→ **TASK**:
Reproduce all entries word for word.

Saved entries:
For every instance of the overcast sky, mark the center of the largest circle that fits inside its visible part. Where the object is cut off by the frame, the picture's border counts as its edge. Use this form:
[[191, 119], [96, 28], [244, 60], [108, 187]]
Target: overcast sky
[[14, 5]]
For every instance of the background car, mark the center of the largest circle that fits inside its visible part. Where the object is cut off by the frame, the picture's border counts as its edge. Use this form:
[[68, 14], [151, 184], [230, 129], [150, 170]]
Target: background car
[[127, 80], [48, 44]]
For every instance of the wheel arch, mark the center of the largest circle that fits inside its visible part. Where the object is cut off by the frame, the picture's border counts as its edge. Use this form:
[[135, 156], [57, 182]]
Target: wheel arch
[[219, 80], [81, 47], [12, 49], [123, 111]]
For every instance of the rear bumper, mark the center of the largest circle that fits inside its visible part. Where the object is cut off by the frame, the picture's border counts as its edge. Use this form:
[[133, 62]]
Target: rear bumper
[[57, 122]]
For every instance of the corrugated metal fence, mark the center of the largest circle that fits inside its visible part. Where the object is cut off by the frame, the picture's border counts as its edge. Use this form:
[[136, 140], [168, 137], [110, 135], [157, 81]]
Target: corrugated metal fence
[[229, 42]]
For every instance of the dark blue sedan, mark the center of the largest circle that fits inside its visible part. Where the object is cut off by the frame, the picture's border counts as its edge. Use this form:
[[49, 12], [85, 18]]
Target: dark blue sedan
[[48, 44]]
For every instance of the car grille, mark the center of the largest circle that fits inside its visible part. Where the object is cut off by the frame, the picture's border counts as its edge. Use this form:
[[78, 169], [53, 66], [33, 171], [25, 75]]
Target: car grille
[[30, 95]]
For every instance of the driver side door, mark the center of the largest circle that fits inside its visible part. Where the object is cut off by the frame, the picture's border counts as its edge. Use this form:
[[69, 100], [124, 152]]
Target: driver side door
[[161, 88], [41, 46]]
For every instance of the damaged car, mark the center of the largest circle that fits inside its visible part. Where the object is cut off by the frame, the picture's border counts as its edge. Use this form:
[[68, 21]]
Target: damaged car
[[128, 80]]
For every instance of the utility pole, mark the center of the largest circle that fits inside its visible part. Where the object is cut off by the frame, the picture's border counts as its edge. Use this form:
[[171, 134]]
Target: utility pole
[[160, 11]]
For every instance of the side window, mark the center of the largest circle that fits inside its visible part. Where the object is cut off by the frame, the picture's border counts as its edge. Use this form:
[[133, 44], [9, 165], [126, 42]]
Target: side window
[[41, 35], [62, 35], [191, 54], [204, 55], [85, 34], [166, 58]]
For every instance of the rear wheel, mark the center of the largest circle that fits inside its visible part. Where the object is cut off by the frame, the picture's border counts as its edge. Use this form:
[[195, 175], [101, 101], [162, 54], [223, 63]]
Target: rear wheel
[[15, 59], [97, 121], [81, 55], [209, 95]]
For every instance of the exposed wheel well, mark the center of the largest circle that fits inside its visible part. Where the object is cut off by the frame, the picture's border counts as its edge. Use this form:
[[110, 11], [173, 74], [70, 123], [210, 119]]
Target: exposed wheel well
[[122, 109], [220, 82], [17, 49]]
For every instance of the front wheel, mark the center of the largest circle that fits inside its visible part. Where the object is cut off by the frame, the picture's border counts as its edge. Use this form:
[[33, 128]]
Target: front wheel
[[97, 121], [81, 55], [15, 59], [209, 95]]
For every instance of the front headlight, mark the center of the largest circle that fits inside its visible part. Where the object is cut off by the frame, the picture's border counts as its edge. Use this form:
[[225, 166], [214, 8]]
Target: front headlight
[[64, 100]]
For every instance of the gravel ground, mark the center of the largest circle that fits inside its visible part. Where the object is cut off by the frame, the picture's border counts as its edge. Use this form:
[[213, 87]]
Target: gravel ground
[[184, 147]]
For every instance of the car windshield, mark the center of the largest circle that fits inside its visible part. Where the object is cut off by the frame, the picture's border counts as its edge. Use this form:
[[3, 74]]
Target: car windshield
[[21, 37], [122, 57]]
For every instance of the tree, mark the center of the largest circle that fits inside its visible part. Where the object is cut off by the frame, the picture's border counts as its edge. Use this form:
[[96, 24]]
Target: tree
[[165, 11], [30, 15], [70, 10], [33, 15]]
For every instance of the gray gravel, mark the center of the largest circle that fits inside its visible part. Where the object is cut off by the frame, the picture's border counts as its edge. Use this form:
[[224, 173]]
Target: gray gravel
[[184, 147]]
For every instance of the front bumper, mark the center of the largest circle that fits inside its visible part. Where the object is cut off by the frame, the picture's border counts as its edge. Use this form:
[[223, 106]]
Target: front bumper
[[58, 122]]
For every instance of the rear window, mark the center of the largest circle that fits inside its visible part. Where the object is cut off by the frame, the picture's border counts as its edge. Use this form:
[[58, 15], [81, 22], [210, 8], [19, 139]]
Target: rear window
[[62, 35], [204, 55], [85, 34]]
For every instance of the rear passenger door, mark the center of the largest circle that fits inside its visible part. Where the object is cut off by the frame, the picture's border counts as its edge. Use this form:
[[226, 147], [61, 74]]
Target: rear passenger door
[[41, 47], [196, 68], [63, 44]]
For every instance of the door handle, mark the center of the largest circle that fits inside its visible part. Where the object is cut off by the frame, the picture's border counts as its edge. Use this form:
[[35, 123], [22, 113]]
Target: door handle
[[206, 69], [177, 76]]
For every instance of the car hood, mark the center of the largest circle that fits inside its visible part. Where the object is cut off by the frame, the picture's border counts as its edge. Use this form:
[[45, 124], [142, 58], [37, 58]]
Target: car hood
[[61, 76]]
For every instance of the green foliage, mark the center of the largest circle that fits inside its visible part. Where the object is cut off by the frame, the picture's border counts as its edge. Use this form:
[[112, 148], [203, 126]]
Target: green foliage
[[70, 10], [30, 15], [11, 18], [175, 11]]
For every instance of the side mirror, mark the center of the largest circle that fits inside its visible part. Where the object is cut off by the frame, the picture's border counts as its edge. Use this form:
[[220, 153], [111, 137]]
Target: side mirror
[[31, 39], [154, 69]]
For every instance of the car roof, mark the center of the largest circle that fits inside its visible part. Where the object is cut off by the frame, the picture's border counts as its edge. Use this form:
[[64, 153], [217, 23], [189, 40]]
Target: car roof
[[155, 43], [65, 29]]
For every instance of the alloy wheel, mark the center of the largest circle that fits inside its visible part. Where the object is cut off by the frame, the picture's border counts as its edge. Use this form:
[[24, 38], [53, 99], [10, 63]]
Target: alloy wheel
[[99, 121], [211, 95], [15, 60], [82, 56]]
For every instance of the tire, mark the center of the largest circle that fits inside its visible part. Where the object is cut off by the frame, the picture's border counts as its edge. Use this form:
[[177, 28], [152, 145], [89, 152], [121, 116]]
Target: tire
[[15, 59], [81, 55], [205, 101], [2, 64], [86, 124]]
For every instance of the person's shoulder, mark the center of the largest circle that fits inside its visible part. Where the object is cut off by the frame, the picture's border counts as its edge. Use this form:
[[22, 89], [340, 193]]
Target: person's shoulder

→ **ANSWER FOR THIS EXERCISE**:
For every instance of the overcast sky, mark the center of the largest circle that fits inside its visible part. Where the object is cut off by the frame, the picture's border counts as its edge. Use this form:
[[191, 119], [96, 28], [244, 60], [108, 187]]
Target: overcast sky
[[14, 5]]
For every instance of the background car, mark the center of the largest circle that fits inside its visible part. Where the object is cut off by the frame, the picture's border counts as its edge. Use this form:
[[68, 14], [151, 184], [230, 129], [150, 170]]
Target: background car
[[127, 80], [48, 44]]
For every instance of the wheel arch, mark the center of the largest circle that fits inside its visible part. Where the object is cut off by the frame, the picture's border counts as its edge. Use this form:
[[135, 156], [57, 182]]
Target: wheel arch
[[219, 80], [81, 47], [12, 49], [123, 111]]
For every instance of the rear bumper, mark the center of the largest circle that fits inside its visible part. Where the object is cut off by the frame, the picture's border counts as its edge. Use this form:
[[133, 62]]
Target: rear bumper
[[57, 122]]
For every instance of the corrugated metal fence, mark the center of the largest circle that fits inside its visible part. Where the object is cut off by the frame, the picture's border counts as its edge. Use this form:
[[136, 140], [168, 137], [110, 135], [157, 81]]
Target: corrugated metal fence
[[229, 42]]
For every instance of the dark blue sedan, mark the center of the largest circle that fits inside its visible part. Where the object is cut off by the frame, the picture's border counts as its edge. Use this form:
[[49, 12], [85, 18]]
Target: dark blue sedan
[[48, 44]]
For every instance of the car grille, mark the center of the largest circle that fits inside its visible part. Where the object is cut off by the frame, the picture's border counts as its edge. Use this form:
[[78, 169], [53, 66], [33, 171], [25, 75]]
Target: car grille
[[30, 95]]
For every instance of the driver side door, mark the center of the largest circle that fits inside its visible part. Where the object is cut off by the frame, the picture's border counts as its edge. Use this form:
[[69, 100], [124, 152]]
Target: driver side door
[[161, 88], [41, 46]]
For every instance of the damaged car, mark the center of the largest circle that fits inside its visible part. Where the object is cut off by the frame, the picture's border counts as its edge. Use this form:
[[68, 21]]
Target: damaged car
[[128, 80]]
For every instance of the utility pole, mark the center of the largest circle that fits inside its visible part. Where the object is cut off by the frame, the picture's border counts as its edge. Use this form:
[[171, 134]]
Target: utility pole
[[160, 11]]
For every instance of the side window, mark the center of the largest circle that fits inside its visible part. Where the object is cut off by the frame, the picture's border counts as its edge. Use this form:
[[133, 44], [9, 165], [126, 42]]
Target: side window
[[41, 35], [62, 35], [191, 54], [204, 55], [85, 34], [166, 58]]
For every instance of the rear wheel, mark the center of the largest circle that fits inside its visible part. Where the object is cut off by the frame, the picture's border counts as its edge. Use this form:
[[195, 175], [101, 101], [162, 54], [223, 63]]
Target: rear wheel
[[15, 59], [97, 121], [81, 55], [209, 95]]
For every instance of the exposed wheel well, mark the center of the largest circle that fits inside its visible part. Where the object is cut off by the frame, the picture's border counts as its edge. Use this form:
[[110, 11], [173, 74], [70, 123], [210, 119]]
Target: exposed wheel well
[[122, 109], [220, 82], [17, 49]]
For every instance of the front wheel, mark the center of the largest circle that fits inside its visible part. Where the object is cut off by the frame, the picture's border counts as its edge. Use this form:
[[33, 128]]
Target: front wheel
[[97, 121], [81, 55], [15, 59], [209, 95]]
For every instance of the front headlight, mark the center of the largest circle that fits inside its visible part. Where the object is cut off by the frame, the picture's border counts as its edge. Use this form:
[[225, 166], [214, 8]]
Target: front headlight
[[64, 100]]
For every instance of the gravel ground, mark the center of the largest circle that fits inside its visible part. Where the object is cut off by the frame, the picture's border counts as its edge. Use this form:
[[213, 87]]
Target: gravel ground
[[184, 147]]
For every instance of the car windshield, mark the center of the largest circle that fits inside its visible part. Where the object is cut off by the frame, the picture's border counts as its edge. Use this form:
[[3, 74]]
Target: car windshield
[[21, 37], [122, 57]]
For every instance of the tree, mark the center of the largest circle that fits inside its visible part. Where the object is cut off by the frame, the picture's border counts as its edge. Use this form:
[[96, 24]]
Target: tree
[[165, 11], [30, 15], [70, 10], [33, 15]]
For every instance of the gray gravel, mark the center of the largest circle that fits inside its visible part. Where the object is cut off by the frame, the picture's border counts as its edge. Use this form:
[[224, 173]]
Target: gray gravel
[[184, 147]]
For every instance of the front bumper, mark the center of the largest circle that fits inside its visible part. Where the object is cut off by the frame, the picture's border counts as its edge. Use this form:
[[223, 106]]
Target: front bumper
[[58, 122]]
For every instance of the rear window, mark the center of the largest circle that fits inside its visible part. Where the object is cut off by the frame, the picture's border counts as its edge. Use this form:
[[58, 15], [81, 22], [210, 8], [19, 139]]
Target: rear window
[[62, 35], [204, 55], [85, 34]]
For every instance of the rear passenger door, mark the center of the largest circle that fits inside its visible part. Where the object is cut off by the frame, the picture's border counts as its edge. Use this form:
[[226, 147], [61, 74]]
Target: rear passenger door
[[41, 47], [196, 68], [63, 44]]
For every instance of the door handle, mark the center of the largest circle that fits inside its visible part. Where the object is cut off by the frame, the picture's border counts as its edge. Use this form:
[[35, 123], [22, 113]]
Target: door handle
[[206, 69], [177, 76]]
For every instance of the car hood, mark the center of the largest circle that fits inside its visible part. Where the object is cut off by the frame, the picture's border counts as its edge. Use this form:
[[45, 124], [142, 58], [37, 58]]
Target: car hood
[[61, 76]]
For every instance of the green foliage, mark the center of the largest circle that fits inside its visible part. Where the object is cut off by the frame, the picture's border counts as its edge. Use this form:
[[112, 148], [203, 126]]
Target: green foliage
[[70, 10], [30, 15], [11, 18], [175, 11]]
For every instance of the side mirror, mark the center of the largest circle that fits inside its visible part. Where the object is cut off by the frame, the picture's border counts as its edge. Use this form:
[[220, 153], [111, 137]]
Target: side mirror
[[31, 39], [154, 69]]
For every instance of the car roof, mark the center of the largest circle that fits inside its visible part. Where the object is cut off by the frame, the picture's border counts as its edge. Use this form:
[[64, 153], [217, 23], [189, 40]]
Target: car roof
[[155, 43], [65, 29]]
For every instance of the alloy wheel, mark the center of the largest circle that fits inside its visible part. Where the object is cut off by the frame, the picture's border counts as its edge. Use this form:
[[24, 38], [53, 99], [10, 63]]
Target: alloy wheel
[[99, 121], [211, 95], [15, 60], [82, 56]]
For every instance of the tire, mark the center of the largest circle that fits inside its visible part. Where the object is cut off by the frame, the picture's border counts as its edge. Use this form:
[[177, 28], [152, 145], [89, 152], [121, 116]]
Target: tire
[[15, 59], [81, 55], [205, 101], [2, 64], [86, 124]]
For every instance of the person's shoulder, mark the center of the largest circle that fits inside its visible part. Where the object is cut off by the frame, the picture's border counts as its edge. Use this form:
[[22, 89], [340, 193]]
Target: person's shoulder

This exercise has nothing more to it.